First, thanks again for the info and help.

Next, I finally got Proxmox 8.2.2 installed and running and this is AWESOME!!! :headbang: Wish I did this a LONG time ago.

I have a Windows 10 Pro (v22H2) VM up and running succesfully. I haven't played with BI and the WD Purple drives for it yet since I'm more focused on CPAI at the moment.

I have a Ubuntu 20.04 VM up and running successfully. I know there is a newer version 22.04 but a CPAI developer said he had problems with the newer version so sticking with what he is using. I also used the bloated desktop version and not the light version for now until I'm more comfortable with installing apps/packages. I did the bloated version in case I want to use the Libre Office tools to create some spreadsheets or docs. The biggest thing was I was able to pass my Coral TPU using PCIe pass through successfully. The documentation was not correct but was able to figure out what I needed to do. Also, had an issue with the drivers at first but it was because my PC is using Secure Boot and needing to learn how that works. After I got it up I was even able to test passing images from my main BI PC to the VM which was really cool.

Since I don't have everything running fully I can't comment on performance. I will say that Proxmox with just Ubunutu and CPAI running doesn't break a sweat. I have Ubuntu with 4 GB of memory and just 2 cores for now. Looks like it idles at 0.85-1.71%. When I ran a CPAI benchmark the CPU hit 20% and that was it. The memory seems fixed at 3.08 of the 4 GB. Those are the Ubuntu VM numbers. The PVE server CPU idles at under 1% and when I ran the CPAI benchmark the CPU hit 4% and that was it. I know Windows and BI will be the big test.

I did actually clone my Ubuntu so I could test out different versions of CPAI since I am trying to compare the issues between the versions. This was SO EASY. The clone itself only took a couple of minutes (less than 5).

Again, this is awesome and highly recommend if someone is debating this in the future. There are some learning curves for Proxmox but Google is your friend. When it comes to configuring the VM there are different opinions on the settings (especially if it's for Windows). I don't know if what I chose was best but it's working. I actually think I am going to build a separate server with Proxmox so I can learn some new stuff without having to worry about rebuilding the OS in case I mess something up.

Again, this is great and thanks for the help.

__Aim of the task__. In the passage about setting up Proxmox, how long did cloning the Ubuntu virtual machine take?

Pointing dataset excerpts
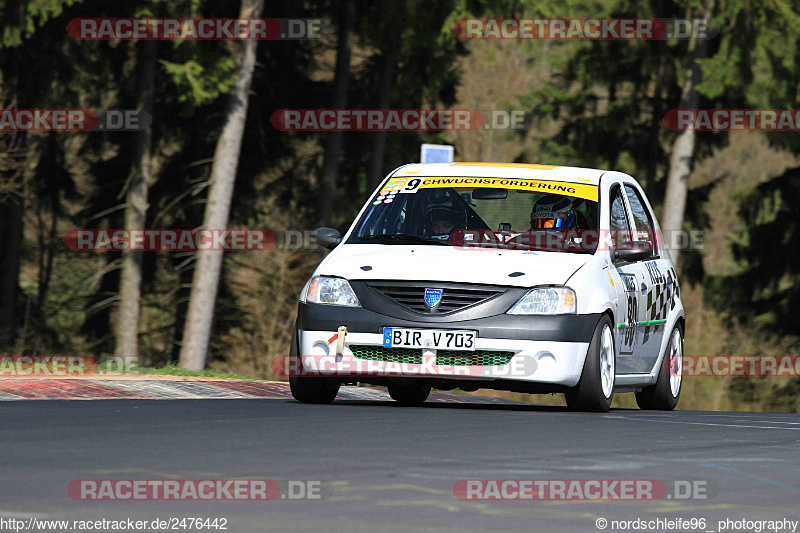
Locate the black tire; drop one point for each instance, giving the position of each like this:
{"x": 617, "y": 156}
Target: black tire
{"x": 409, "y": 394}
{"x": 659, "y": 396}
{"x": 310, "y": 389}
{"x": 588, "y": 394}
{"x": 313, "y": 390}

__Exercise answer__. Only a couple of minutes, less than five.